PROBLEM TO SOLVE - Can you write out all of the records below again, replacing each "indicate" with "mark", changing nothing else and leaving out the pictures?

________________________

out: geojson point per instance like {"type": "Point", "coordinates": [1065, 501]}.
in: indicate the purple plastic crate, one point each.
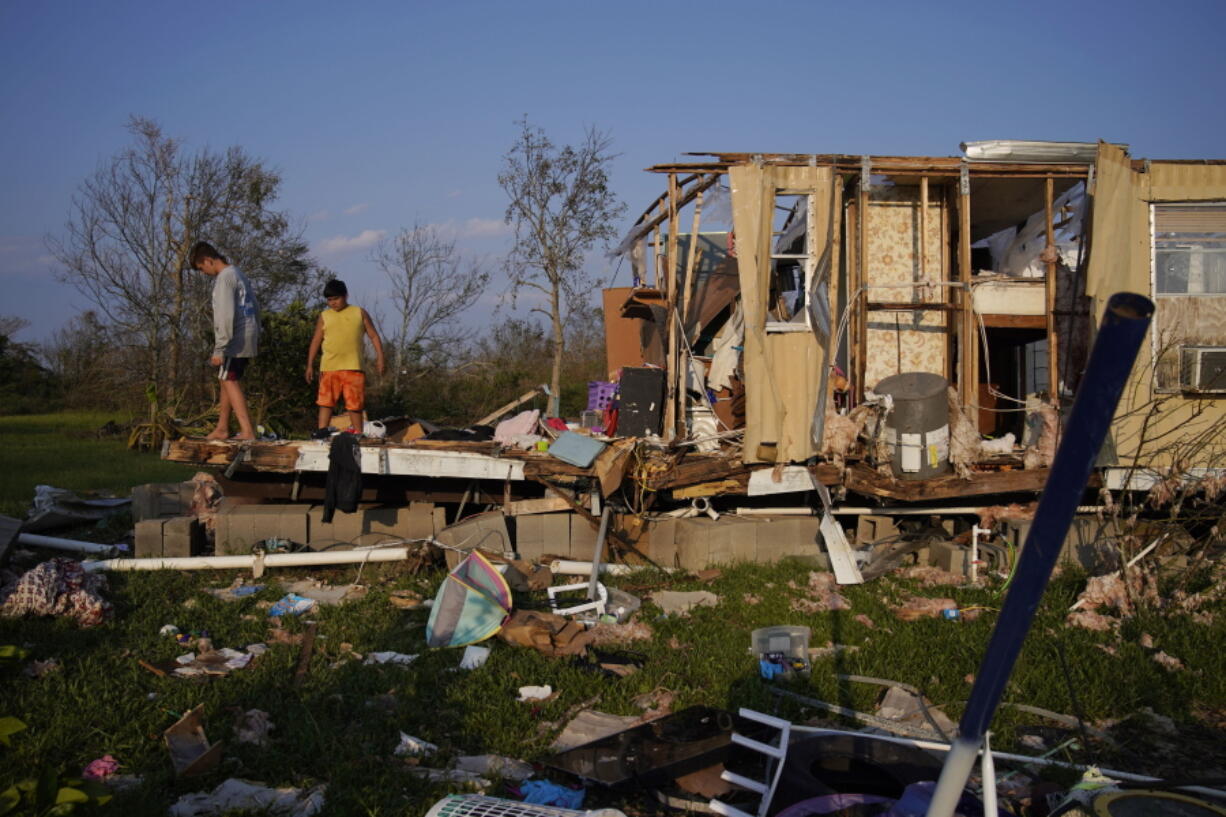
{"type": "Point", "coordinates": [600, 394]}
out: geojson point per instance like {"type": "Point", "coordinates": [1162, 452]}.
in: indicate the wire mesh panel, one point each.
{"type": "Point", "coordinates": [483, 806]}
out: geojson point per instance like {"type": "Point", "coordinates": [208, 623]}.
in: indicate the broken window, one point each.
{"type": "Point", "coordinates": [1189, 288]}
{"type": "Point", "coordinates": [793, 263]}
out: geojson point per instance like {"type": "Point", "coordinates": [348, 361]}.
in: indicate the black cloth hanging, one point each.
{"type": "Point", "coordinates": [343, 476]}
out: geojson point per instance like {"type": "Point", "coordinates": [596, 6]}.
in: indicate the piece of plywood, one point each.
{"type": "Point", "coordinates": [867, 481]}
{"type": "Point", "coordinates": [542, 506]}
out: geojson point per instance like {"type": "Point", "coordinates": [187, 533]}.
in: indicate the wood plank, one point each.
{"type": "Point", "coordinates": [266, 456]}
{"type": "Point", "coordinates": [542, 506]}
{"type": "Point", "coordinates": [732, 485]}
{"type": "Point", "coordinates": [9, 530]}
{"type": "Point", "coordinates": [1053, 371]}
{"type": "Point", "coordinates": [967, 345]}
{"type": "Point", "coordinates": [498, 412]}
{"type": "Point", "coordinates": [1014, 322]}
{"type": "Point", "coordinates": [864, 480]}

________________________

WRITTEN SOLUTION -
out: geojson point per instance like {"type": "Point", "coordinates": [1065, 501]}.
in: mark the purple plastic crate, one point each.
{"type": "Point", "coordinates": [600, 394]}
out: geojson point per instance like {"type": "Point", "coordinates": [1162, 452]}.
in: mark the wire mesh panel, one point each.
{"type": "Point", "coordinates": [483, 806]}
out: geojson point per instance like {"type": "Point", "coordinates": [208, 623]}.
in: mark the broken window, one point each.
{"type": "Point", "coordinates": [1189, 288]}
{"type": "Point", "coordinates": [793, 263]}
out: geojson point per instance like {"type": "Point", "coordinates": [348, 361]}.
in: mark the black cloth hanging, one point each.
{"type": "Point", "coordinates": [343, 476]}
out: geojson point per instance like {"type": "Point", "coordinates": [596, 6]}.
in: mark the piece of plywood, one point each.
{"type": "Point", "coordinates": [867, 481]}
{"type": "Point", "coordinates": [542, 506]}
out: geojson point per instance like {"type": "Point", "coordinates": [187, 533]}.
in: mark the wood plank, one point each.
{"type": "Point", "coordinates": [266, 456]}
{"type": "Point", "coordinates": [542, 506]}
{"type": "Point", "coordinates": [732, 485]}
{"type": "Point", "coordinates": [9, 530]}
{"type": "Point", "coordinates": [1053, 371]}
{"type": "Point", "coordinates": [967, 345]}
{"type": "Point", "coordinates": [498, 412]}
{"type": "Point", "coordinates": [1014, 322]}
{"type": "Point", "coordinates": [864, 480]}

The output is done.